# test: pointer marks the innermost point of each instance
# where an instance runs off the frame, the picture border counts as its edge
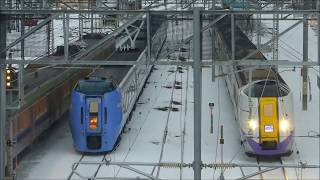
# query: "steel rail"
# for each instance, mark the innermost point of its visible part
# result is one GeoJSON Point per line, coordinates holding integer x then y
{"type": "Point", "coordinates": [74, 167]}
{"type": "Point", "coordinates": [260, 170]}
{"type": "Point", "coordinates": [283, 170]}
{"type": "Point", "coordinates": [165, 132]}
{"type": "Point", "coordinates": [205, 165]}
{"type": "Point", "coordinates": [206, 62]}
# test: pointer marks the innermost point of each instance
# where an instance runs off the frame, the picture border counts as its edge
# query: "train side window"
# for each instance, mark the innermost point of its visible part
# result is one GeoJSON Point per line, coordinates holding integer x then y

- **Requirement**: Tally up the lines in the data that hold the word "query". Only the total should be given.

- **Response below**: 2